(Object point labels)

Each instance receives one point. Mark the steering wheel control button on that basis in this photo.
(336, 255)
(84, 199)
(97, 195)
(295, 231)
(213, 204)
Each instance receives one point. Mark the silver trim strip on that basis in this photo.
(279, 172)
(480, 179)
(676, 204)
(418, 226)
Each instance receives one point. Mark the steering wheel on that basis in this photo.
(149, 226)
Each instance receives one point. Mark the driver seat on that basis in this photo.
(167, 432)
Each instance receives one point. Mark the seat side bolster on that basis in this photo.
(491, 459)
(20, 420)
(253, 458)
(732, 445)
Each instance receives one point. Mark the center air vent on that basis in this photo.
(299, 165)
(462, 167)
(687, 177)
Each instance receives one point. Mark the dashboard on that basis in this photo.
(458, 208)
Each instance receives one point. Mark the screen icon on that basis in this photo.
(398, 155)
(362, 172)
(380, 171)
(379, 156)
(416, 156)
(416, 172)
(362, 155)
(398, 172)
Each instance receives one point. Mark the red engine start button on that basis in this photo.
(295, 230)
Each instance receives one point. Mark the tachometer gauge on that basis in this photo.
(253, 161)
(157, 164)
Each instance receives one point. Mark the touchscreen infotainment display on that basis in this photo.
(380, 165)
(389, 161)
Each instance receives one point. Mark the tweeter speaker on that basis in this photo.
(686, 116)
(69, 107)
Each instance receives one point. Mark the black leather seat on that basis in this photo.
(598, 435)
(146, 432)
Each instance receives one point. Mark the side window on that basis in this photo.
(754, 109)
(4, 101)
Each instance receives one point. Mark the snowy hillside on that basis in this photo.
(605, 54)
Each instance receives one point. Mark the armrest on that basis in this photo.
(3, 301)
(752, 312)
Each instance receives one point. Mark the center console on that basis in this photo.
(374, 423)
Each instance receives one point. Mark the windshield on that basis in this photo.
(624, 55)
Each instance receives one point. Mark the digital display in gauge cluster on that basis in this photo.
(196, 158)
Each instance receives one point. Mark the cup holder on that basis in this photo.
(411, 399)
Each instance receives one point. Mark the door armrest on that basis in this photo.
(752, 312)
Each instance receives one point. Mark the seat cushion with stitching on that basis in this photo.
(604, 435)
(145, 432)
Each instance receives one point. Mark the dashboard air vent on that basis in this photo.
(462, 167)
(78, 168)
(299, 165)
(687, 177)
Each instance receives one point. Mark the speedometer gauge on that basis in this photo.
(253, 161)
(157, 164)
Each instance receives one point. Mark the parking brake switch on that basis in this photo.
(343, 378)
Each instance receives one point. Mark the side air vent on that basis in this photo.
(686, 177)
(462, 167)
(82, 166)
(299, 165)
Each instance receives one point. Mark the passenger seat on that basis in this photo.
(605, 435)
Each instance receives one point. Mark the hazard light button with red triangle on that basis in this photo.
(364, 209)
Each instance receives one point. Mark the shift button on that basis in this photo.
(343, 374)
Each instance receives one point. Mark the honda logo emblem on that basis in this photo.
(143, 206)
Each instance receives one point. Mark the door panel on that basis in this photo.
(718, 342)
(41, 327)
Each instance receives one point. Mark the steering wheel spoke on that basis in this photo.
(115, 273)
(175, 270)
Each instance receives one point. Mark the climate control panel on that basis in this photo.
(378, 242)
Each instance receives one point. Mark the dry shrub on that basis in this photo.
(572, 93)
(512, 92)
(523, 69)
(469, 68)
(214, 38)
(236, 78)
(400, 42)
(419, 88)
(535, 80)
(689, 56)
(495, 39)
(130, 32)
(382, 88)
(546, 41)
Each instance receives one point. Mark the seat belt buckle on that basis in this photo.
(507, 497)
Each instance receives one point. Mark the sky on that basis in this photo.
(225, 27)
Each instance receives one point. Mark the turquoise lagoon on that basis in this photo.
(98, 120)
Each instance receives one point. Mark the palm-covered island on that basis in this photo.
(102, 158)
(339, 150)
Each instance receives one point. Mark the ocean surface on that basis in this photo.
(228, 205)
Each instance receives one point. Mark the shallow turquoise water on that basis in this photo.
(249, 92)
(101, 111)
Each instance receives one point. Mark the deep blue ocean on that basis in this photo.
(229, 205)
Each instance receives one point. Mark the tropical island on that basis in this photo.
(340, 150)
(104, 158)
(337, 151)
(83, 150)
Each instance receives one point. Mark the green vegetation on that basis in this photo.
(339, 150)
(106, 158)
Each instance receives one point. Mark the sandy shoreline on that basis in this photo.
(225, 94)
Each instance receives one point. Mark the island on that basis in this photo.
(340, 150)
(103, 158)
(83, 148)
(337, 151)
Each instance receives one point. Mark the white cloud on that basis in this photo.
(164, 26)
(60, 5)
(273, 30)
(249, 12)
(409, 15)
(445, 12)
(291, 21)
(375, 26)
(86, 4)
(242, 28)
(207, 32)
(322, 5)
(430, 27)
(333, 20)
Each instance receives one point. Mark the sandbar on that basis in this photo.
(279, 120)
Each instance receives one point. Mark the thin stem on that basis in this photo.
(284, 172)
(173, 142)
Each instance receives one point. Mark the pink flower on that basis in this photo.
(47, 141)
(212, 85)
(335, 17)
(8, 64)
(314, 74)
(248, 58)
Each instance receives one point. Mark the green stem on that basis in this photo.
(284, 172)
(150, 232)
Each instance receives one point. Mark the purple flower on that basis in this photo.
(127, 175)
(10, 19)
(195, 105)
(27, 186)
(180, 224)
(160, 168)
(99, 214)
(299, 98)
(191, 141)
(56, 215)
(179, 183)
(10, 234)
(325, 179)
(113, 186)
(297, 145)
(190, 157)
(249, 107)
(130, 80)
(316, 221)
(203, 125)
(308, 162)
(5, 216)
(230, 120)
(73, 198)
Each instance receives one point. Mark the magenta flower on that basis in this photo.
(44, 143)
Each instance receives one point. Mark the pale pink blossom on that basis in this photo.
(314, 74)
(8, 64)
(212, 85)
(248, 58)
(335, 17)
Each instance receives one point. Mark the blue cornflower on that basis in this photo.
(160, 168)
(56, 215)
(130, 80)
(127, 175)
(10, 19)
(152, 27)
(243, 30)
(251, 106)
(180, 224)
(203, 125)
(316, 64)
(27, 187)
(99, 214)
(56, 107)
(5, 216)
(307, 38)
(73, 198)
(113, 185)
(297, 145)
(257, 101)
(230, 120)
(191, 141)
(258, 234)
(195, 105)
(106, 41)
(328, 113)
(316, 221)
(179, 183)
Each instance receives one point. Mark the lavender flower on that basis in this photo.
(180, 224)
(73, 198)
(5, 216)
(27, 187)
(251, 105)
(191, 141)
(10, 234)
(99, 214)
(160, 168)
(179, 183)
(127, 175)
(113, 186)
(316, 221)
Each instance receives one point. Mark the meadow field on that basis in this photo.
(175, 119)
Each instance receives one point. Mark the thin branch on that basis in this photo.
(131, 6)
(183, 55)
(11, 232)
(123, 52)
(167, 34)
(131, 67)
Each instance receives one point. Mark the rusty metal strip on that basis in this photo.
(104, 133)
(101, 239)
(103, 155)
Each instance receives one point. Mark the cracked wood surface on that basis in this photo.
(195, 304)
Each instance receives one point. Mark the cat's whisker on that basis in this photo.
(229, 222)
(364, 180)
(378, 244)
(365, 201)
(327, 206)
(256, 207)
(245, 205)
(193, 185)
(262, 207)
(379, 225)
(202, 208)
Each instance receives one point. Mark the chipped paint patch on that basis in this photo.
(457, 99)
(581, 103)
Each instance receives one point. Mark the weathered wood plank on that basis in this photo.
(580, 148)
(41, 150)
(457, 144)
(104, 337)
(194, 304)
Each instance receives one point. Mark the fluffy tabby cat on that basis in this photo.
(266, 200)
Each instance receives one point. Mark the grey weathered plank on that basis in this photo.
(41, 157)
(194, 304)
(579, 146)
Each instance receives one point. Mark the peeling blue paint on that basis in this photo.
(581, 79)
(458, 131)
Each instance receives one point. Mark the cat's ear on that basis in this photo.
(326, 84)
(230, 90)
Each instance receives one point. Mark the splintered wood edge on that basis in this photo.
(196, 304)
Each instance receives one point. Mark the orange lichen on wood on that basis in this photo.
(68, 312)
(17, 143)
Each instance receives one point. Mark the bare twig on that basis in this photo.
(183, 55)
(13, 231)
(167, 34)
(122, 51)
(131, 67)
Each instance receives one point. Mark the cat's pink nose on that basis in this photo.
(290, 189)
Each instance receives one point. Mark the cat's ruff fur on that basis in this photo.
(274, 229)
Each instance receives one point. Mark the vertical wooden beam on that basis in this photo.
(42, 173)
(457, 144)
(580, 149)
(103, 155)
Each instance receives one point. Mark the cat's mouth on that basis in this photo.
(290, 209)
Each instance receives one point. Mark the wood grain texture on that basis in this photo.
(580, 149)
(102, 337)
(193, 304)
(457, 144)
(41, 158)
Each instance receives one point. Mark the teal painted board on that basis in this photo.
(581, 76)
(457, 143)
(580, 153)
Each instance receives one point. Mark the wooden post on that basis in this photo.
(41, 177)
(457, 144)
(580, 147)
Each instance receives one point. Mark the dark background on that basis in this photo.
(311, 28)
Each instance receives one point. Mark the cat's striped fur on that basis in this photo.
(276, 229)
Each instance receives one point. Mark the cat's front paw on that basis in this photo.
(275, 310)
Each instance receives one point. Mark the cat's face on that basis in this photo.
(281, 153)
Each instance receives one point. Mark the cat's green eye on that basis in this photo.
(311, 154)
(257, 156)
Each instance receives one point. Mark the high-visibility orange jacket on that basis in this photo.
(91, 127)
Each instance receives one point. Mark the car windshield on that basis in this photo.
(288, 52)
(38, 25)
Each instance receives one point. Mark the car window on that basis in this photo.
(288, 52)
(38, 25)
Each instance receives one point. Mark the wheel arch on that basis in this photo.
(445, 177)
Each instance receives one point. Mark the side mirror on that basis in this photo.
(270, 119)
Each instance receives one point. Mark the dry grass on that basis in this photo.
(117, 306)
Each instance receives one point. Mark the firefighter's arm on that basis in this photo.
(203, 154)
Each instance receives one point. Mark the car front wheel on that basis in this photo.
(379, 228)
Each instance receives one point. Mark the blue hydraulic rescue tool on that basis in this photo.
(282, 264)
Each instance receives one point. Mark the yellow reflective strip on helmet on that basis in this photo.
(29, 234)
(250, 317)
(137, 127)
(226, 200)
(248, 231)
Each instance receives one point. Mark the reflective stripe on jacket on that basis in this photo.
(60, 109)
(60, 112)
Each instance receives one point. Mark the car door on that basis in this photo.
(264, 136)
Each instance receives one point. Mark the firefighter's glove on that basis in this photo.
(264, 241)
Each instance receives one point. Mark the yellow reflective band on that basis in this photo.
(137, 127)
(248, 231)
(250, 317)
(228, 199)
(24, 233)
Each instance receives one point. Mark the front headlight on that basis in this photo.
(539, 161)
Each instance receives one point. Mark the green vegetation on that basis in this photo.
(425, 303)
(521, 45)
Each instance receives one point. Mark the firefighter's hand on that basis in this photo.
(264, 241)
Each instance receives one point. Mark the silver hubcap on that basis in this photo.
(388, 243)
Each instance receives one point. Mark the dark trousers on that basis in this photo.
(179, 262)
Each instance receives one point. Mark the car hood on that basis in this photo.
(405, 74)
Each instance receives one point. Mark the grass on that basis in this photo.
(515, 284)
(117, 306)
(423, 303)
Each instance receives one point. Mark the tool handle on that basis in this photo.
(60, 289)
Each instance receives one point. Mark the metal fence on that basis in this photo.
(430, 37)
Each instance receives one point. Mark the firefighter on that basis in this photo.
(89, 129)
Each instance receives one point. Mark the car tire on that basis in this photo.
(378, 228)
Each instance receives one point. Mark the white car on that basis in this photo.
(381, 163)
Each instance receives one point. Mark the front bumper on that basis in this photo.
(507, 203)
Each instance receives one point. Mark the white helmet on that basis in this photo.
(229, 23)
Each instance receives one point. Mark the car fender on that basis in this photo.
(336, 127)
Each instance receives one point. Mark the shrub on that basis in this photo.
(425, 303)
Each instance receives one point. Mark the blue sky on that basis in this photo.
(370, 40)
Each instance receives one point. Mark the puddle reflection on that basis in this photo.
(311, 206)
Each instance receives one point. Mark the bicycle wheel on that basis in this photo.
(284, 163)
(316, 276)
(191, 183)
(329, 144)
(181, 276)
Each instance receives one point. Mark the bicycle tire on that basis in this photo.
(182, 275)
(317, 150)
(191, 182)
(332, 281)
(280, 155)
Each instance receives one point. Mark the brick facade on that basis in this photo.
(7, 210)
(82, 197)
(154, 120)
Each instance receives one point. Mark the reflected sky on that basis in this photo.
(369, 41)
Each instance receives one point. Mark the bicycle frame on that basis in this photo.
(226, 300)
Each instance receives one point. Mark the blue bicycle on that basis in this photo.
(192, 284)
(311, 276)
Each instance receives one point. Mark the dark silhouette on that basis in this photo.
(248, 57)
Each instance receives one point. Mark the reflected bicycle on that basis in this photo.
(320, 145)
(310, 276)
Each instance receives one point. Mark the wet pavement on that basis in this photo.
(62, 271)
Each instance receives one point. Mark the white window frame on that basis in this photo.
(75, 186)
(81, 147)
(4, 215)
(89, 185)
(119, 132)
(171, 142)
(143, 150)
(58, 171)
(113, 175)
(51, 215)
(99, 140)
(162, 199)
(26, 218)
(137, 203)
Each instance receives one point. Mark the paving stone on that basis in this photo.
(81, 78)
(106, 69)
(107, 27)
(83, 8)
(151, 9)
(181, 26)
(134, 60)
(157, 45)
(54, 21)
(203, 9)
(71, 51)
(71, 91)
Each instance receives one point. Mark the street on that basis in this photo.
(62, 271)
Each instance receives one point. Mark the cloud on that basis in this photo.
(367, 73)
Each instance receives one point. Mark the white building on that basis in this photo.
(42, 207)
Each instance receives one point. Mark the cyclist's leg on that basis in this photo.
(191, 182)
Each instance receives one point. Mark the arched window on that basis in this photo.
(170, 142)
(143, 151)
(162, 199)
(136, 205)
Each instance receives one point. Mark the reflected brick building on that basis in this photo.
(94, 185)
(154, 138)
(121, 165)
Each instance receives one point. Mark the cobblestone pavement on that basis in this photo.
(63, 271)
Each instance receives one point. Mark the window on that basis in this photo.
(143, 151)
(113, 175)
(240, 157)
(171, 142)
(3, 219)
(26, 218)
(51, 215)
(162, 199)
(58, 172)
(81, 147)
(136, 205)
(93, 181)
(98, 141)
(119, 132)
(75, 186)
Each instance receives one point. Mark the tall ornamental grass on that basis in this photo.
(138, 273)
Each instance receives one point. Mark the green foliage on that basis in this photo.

Written exercise
Repeat, without change, each line of the data above from the one that contains "Each instance receives one point. Mark the cobblestone" through the final line, counting both.

Written solution
Each instance receives one point. Mark the cobblestone pavement on that basis in this photo.
(63, 271)
Each instance receives one point. Mark the window on that basis in this photo.
(143, 151)
(113, 175)
(240, 157)
(171, 142)
(3, 219)
(26, 218)
(51, 215)
(162, 199)
(58, 172)
(81, 147)
(136, 205)
(93, 181)
(98, 141)
(119, 132)
(75, 186)
Each instance receives one point. Mark the tall ornamental grass on that basis in this photo.
(138, 273)
Each instance receives one point. Mark the green foliage on that basis in this photo.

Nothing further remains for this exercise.